------ Data extract ------

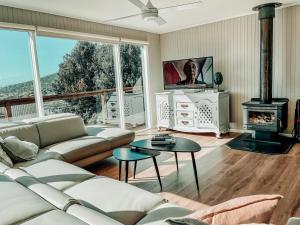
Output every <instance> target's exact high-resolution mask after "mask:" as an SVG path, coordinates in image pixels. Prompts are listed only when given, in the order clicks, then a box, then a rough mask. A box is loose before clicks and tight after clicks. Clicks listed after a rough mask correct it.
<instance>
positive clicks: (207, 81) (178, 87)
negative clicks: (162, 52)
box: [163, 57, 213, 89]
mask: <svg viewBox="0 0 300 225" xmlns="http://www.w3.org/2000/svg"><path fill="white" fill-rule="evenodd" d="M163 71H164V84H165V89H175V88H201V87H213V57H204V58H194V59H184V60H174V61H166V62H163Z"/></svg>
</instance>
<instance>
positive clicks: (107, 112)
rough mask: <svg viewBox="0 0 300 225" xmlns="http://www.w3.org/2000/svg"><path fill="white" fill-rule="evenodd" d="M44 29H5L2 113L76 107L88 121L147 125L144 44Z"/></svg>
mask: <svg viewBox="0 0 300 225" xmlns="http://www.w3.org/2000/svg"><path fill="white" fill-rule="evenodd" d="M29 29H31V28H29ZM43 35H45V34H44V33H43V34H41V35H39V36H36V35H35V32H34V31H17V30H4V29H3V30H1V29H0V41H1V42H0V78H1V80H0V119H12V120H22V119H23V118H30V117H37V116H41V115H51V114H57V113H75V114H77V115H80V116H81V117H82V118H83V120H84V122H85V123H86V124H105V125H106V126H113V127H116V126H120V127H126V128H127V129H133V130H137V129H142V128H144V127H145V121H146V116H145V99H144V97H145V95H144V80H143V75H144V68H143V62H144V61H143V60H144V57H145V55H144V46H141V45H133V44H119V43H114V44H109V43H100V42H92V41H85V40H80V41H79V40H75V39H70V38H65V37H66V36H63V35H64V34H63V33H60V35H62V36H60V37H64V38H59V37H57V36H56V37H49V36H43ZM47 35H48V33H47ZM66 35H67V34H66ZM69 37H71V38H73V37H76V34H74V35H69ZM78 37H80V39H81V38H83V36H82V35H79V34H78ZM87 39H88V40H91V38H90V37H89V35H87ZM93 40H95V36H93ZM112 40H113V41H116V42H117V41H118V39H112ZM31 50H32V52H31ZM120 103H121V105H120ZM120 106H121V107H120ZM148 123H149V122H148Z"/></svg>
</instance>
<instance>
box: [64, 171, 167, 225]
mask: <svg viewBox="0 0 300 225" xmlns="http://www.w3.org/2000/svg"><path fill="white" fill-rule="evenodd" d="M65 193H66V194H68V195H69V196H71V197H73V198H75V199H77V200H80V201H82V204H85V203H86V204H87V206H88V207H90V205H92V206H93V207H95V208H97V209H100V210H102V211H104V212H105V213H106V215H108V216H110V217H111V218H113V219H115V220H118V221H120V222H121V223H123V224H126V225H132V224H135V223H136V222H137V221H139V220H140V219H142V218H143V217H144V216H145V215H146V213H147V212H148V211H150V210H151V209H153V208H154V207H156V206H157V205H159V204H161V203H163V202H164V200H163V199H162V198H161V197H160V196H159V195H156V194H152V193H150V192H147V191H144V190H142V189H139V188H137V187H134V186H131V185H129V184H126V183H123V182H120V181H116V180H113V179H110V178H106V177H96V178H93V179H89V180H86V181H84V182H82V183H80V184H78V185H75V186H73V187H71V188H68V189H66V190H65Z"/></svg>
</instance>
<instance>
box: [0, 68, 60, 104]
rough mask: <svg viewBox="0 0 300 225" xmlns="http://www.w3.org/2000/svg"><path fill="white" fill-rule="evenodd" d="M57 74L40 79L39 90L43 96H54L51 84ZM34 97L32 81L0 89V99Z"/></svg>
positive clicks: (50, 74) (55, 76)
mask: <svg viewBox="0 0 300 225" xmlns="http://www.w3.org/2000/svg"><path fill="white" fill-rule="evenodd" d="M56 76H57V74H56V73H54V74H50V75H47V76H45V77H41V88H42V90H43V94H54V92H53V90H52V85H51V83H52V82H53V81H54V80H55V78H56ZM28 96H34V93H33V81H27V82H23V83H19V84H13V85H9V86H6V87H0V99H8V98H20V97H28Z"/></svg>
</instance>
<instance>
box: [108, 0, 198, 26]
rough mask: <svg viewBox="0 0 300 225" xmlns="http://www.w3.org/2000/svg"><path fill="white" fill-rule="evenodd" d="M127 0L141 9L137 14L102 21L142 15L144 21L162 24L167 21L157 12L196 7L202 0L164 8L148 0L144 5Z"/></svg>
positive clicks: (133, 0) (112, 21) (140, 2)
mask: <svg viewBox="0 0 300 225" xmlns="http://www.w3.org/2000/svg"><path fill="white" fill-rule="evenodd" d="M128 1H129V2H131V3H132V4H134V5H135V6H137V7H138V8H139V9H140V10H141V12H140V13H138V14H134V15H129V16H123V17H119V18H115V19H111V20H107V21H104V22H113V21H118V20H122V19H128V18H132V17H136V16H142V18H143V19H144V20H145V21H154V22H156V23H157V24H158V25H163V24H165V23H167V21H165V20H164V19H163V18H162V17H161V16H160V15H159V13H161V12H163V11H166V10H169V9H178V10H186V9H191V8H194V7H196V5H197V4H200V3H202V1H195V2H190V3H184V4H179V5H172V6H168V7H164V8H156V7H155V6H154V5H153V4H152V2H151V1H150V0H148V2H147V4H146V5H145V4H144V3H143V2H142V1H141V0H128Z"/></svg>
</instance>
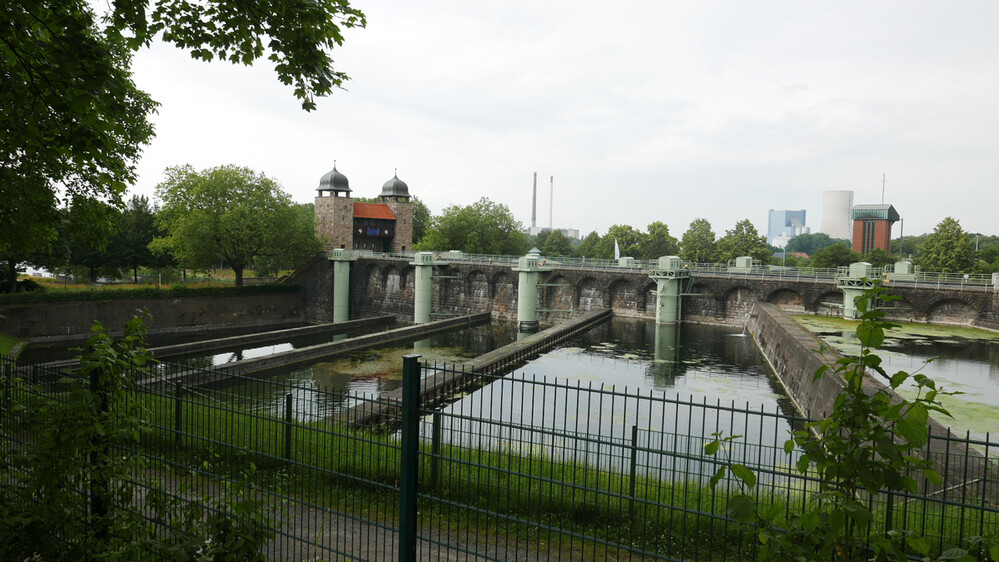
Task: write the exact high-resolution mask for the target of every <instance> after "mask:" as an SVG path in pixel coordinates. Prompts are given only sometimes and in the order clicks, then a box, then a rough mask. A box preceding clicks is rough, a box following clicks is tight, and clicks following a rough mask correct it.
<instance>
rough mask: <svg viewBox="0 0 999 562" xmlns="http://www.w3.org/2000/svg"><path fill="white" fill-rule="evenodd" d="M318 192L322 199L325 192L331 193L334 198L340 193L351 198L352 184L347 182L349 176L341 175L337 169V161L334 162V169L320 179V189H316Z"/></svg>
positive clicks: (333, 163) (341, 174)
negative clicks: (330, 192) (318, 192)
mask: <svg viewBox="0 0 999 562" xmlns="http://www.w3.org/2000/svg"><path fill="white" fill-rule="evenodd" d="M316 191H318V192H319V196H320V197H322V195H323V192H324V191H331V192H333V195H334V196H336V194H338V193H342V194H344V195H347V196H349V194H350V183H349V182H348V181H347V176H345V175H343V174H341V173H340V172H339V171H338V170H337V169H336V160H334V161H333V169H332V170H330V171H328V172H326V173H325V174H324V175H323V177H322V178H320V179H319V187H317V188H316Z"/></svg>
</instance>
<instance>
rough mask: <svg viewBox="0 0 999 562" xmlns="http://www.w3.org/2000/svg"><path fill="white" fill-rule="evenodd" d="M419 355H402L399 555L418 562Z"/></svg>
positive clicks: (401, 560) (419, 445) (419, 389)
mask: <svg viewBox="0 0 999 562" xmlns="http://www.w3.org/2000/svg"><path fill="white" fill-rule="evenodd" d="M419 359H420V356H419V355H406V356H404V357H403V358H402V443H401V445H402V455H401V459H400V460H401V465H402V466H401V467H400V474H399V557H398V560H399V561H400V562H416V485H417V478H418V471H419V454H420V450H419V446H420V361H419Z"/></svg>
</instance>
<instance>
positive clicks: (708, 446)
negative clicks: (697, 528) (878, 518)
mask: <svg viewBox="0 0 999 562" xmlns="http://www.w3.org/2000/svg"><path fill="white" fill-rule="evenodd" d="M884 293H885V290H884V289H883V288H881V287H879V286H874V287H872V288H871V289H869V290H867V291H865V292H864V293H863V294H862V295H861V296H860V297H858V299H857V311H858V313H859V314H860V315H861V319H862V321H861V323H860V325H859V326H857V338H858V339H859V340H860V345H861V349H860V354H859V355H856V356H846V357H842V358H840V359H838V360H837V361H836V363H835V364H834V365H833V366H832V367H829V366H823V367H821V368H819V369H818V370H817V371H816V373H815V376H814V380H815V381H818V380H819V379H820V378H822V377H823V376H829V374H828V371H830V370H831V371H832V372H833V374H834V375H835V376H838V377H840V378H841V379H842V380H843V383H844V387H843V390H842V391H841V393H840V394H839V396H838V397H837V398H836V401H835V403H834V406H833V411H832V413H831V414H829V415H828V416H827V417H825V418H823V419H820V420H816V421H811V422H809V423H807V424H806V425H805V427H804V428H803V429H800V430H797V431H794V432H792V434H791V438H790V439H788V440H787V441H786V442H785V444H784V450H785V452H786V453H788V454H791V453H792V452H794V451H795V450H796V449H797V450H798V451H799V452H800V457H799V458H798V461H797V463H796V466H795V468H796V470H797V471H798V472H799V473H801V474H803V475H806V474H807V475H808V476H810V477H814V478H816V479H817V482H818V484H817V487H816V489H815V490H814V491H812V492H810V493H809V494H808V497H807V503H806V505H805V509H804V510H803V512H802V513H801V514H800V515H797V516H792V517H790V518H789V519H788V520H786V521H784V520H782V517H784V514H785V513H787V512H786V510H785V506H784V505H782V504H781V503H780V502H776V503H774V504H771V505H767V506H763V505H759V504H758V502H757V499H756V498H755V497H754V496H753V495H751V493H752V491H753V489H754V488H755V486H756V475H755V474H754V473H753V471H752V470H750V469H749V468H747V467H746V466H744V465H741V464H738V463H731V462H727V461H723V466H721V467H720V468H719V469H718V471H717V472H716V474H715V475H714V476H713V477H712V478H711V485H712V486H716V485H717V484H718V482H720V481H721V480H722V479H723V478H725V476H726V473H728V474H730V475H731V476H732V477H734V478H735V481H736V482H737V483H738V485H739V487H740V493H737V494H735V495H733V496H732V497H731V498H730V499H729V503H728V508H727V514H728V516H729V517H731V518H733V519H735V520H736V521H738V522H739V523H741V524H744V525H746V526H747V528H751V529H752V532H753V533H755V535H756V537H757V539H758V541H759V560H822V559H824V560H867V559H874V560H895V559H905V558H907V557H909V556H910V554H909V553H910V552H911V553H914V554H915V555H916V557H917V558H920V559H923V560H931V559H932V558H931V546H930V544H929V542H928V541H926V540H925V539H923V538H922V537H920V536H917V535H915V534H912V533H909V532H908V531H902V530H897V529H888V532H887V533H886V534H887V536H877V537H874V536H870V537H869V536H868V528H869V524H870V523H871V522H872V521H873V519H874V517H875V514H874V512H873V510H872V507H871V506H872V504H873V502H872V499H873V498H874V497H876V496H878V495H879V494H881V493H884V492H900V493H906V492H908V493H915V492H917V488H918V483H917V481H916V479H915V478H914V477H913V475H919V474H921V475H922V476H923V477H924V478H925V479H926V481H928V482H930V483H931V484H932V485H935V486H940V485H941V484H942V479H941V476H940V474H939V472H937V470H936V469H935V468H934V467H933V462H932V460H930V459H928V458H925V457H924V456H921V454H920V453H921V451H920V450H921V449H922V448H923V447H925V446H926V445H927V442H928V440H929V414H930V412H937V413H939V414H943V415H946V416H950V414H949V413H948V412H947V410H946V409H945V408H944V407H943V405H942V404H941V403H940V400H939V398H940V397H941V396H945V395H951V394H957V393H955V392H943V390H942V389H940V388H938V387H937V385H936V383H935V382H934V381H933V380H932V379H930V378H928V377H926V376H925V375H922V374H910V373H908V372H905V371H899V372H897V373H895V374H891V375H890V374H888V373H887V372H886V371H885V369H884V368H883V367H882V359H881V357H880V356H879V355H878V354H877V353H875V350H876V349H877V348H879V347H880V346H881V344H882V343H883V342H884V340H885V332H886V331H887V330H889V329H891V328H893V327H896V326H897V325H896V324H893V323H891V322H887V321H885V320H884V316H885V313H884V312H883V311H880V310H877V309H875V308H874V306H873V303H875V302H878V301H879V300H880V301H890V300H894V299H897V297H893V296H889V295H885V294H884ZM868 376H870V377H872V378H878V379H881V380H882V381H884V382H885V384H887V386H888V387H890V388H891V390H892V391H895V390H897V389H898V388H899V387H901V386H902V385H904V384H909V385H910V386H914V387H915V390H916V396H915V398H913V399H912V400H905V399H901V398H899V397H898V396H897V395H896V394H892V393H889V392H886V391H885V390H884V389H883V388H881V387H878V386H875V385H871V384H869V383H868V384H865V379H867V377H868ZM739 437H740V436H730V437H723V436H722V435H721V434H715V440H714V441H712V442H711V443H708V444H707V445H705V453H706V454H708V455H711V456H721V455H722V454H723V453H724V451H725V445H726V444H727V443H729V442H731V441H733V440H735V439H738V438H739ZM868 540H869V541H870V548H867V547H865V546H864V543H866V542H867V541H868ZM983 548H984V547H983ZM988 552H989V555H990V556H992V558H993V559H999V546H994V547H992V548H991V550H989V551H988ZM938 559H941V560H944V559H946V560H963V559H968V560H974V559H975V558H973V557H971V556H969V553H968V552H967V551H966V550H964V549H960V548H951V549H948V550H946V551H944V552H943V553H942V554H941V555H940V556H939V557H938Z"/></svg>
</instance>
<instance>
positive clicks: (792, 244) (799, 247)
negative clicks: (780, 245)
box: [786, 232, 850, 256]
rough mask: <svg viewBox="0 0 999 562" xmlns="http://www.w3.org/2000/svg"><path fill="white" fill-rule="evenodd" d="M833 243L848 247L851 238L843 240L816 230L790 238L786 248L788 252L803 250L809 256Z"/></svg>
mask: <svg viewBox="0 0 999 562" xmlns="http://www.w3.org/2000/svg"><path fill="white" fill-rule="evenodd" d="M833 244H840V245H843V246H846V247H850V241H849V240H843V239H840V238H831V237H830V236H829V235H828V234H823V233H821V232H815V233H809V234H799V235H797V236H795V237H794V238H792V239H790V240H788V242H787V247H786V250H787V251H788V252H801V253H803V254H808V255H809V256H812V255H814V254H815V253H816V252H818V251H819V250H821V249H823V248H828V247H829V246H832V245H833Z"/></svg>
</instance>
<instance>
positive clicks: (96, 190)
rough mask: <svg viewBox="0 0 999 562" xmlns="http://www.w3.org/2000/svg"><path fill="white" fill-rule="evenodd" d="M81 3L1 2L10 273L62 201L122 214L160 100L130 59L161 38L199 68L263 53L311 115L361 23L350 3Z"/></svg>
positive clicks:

------

Aim of the task
Rewrite the lines from the one containing "243L848 247L851 238L843" through the last line, changing "positive clicks" to "foreground clicks" and leaving everything else as it is.

Reply to the exercise
rough mask: <svg viewBox="0 0 999 562" xmlns="http://www.w3.org/2000/svg"><path fill="white" fill-rule="evenodd" d="M833 243L848 247L851 238L843 240L816 230L790 238L786 248L788 252L803 250L809 256Z"/></svg>
mask: <svg viewBox="0 0 999 562" xmlns="http://www.w3.org/2000/svg"><path fill="white" fill-rule="evenodd" d="M833 244H840V245H843V246H846V247H850V241H849V240H843V239H840V238H831V237H830V236H829V235H828V234H823V233H821V232H815V233H809V234H799V235H797V236H795V237H794V238H792V239H790V240H788V242H787V247H786V250H787V251H788V252H801V253H803V254H808V255H809V256H812V255H814V254H815V253H816V252H818V251H819V250H821V249H823V248H828V247H829V246H832V245H833Z"/></svg>
</instance>
<instance>
foreground clicks: (96, 190)
rough mask: <svg viewBox="0 0 999 562" xmlns="http://www.w3.org/2000/svg"><path fill="white" fill-rule="evenodd" d="M81 3L1 2L10 273L62 201L122 214L160 100L130 59L161 38L199 68L263 53L311 115L361 23L350 3Z"/></svg>
foreground clicks:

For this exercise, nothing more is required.